Records excerpted from a collection
• • •

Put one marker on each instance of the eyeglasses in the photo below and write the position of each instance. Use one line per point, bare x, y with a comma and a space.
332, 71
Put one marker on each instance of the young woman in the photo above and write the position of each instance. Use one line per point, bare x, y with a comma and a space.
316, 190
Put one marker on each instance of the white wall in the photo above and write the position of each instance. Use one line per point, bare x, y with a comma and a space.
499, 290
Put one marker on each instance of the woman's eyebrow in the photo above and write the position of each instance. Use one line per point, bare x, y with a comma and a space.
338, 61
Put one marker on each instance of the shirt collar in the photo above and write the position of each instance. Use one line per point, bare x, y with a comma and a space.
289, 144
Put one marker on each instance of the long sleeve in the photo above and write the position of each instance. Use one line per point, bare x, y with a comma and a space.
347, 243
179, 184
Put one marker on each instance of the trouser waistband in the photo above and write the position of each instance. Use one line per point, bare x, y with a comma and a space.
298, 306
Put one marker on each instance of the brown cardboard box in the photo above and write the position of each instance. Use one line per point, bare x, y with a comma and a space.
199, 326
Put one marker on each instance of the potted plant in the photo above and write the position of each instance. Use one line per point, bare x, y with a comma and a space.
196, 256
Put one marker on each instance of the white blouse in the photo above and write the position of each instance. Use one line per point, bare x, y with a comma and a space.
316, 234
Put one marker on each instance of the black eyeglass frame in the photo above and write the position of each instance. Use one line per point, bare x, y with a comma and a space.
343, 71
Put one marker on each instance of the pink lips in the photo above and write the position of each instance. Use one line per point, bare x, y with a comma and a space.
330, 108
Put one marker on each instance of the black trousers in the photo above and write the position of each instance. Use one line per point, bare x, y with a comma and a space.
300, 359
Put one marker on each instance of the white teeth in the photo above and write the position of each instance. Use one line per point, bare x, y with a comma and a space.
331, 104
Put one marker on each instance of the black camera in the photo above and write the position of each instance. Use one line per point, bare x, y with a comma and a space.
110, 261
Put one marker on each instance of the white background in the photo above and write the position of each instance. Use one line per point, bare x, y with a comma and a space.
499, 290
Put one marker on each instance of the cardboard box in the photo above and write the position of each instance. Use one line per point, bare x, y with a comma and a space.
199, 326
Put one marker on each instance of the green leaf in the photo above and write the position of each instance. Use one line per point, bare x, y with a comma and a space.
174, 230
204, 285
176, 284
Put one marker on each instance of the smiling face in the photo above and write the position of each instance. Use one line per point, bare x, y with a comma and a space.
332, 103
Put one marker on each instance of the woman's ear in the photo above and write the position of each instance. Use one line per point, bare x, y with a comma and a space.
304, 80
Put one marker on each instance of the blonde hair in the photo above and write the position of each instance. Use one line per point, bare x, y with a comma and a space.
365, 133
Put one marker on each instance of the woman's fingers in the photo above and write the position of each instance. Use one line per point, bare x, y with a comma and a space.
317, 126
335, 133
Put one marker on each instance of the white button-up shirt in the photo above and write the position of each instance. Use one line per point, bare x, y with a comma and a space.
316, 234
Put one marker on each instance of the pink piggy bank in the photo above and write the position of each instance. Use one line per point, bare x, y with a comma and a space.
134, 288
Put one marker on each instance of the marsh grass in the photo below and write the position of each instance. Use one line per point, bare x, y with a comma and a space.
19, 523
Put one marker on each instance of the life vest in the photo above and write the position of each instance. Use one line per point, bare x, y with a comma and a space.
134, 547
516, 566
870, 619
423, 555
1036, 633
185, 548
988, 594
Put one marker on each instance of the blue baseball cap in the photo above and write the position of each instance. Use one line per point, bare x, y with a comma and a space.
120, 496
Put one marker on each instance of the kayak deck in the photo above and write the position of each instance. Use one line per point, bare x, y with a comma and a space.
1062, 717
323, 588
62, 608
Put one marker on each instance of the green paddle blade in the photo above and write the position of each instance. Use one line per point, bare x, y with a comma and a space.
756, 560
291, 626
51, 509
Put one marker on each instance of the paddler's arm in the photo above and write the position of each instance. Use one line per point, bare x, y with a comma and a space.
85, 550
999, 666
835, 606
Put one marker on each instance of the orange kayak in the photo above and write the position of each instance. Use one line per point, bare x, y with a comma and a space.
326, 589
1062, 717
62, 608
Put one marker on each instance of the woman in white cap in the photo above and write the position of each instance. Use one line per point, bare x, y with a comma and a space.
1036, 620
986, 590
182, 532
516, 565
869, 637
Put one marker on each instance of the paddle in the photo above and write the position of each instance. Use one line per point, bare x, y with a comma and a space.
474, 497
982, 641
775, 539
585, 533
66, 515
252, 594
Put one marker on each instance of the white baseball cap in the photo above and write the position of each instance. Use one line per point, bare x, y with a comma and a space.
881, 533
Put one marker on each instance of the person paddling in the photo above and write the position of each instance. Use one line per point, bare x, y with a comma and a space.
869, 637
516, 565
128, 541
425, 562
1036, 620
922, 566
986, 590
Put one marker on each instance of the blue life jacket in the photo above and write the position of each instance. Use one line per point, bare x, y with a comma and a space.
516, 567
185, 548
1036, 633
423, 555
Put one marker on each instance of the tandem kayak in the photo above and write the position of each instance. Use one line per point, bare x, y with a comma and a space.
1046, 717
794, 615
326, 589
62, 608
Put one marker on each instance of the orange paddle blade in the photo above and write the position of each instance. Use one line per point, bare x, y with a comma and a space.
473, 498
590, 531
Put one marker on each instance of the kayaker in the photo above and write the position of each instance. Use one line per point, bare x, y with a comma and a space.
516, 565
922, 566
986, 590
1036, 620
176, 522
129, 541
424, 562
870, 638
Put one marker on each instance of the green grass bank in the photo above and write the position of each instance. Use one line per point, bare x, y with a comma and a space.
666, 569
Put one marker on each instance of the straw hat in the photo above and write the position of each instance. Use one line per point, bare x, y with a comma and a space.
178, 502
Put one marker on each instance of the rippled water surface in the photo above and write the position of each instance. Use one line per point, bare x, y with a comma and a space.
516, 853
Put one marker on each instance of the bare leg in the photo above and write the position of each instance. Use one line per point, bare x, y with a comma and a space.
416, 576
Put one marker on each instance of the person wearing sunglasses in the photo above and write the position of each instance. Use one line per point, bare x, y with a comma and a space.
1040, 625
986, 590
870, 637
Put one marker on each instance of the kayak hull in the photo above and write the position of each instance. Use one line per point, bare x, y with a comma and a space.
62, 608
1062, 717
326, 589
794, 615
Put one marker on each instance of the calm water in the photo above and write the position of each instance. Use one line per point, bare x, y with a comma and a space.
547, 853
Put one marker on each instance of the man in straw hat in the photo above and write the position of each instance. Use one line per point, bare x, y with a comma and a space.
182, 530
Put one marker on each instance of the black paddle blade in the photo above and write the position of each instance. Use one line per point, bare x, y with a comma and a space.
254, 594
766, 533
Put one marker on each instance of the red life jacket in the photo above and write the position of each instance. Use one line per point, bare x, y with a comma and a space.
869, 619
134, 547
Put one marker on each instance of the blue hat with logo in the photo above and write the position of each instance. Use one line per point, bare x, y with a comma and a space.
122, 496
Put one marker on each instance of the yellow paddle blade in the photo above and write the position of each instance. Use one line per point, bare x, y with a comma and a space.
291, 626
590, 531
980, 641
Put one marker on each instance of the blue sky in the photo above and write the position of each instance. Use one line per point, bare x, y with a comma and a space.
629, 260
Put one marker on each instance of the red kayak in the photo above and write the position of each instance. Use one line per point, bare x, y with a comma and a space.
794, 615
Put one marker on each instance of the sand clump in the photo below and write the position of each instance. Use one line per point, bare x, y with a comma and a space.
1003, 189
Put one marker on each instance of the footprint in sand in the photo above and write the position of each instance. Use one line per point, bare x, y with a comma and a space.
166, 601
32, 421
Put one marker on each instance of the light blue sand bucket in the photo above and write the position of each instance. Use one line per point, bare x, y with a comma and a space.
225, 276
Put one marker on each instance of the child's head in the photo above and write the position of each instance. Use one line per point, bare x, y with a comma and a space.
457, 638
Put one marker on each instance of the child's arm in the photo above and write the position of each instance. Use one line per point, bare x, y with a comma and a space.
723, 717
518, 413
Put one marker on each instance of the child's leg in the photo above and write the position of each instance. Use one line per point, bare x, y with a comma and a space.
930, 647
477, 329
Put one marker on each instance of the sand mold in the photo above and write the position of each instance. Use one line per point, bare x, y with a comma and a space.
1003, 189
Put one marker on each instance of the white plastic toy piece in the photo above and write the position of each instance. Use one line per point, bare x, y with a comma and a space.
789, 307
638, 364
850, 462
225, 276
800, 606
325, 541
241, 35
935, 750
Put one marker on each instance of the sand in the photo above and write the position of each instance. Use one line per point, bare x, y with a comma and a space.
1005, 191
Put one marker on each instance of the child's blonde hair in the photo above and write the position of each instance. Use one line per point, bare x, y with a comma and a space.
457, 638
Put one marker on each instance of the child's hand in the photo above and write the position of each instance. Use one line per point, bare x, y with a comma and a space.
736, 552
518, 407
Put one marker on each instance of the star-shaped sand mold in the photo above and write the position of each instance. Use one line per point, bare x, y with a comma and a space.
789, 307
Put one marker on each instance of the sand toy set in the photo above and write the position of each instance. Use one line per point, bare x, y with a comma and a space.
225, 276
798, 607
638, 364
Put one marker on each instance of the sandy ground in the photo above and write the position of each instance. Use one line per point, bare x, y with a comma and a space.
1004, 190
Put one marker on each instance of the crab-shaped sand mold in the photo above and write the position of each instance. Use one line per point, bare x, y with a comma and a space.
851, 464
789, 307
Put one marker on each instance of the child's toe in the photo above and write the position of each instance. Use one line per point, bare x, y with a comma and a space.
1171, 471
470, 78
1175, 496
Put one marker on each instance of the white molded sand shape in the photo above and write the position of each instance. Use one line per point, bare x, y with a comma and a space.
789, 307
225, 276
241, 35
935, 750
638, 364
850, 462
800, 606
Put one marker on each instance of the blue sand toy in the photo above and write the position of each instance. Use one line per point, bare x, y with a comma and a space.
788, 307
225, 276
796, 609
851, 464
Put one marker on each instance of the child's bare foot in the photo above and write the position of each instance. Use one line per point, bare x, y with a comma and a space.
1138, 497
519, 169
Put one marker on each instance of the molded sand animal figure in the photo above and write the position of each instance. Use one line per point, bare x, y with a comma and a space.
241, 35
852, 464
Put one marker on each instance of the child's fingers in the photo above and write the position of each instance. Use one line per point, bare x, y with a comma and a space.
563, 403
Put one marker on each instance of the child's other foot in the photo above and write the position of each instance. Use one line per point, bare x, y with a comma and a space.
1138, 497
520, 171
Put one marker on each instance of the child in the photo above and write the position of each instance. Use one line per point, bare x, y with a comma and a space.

• • •

-- Task requirements --
Please quote exactly the lines from the one containing "Put one marker on each instance of the child's toe" through the last line of the records above, both included, and nothing else.

-- Expected output --
Put one marker on each instance of the child's toe in the photo above and write the position of each instance. Use one line per point, bare x, y with a comma and a space.
1171, 471
470, 78
1175, 496
Put one marker on each instance of the white molded sand shape in the photo above and write the position of each instance. Use one line per point, bare x, y with a comma and a space.
789, 307
225, 276
241, 35
935, 750
638, 364
850, 462
800, 606
Put one marker on each instance of the blue sand toy in the photo above and write the position of each instance. Use one line per point, bare x, y with a comma and a space.
788, 307
225, 276
796, 609
851, 464
Put one marker on each instance of the child's bare foot in the photo above and write the position of each instance. Use one line per point, bare x, y with a comma and a space.
1138, 497
519, 169
Put one marker on each instance of the molded sand animal figure in the photo above and write the position of each instance. Use one line per point, bare x, y with a comma and a space.
241, 35
852, 464
Put one marker on each instance of the child's fingers in the photo above and write the position of each instance. Use one line per point, bare x, y with a comma and a space.
563, 403
Put one marker on each instance of the child's other foot in the photo above and write the position of each instance. Use one line per point, bare x, y with a comma and a space.
1138, 497
520, 171
Put one marker on each instance of the child in the photo above and write the position of each instance. Use one line per point, bare x, y with a comma and a space.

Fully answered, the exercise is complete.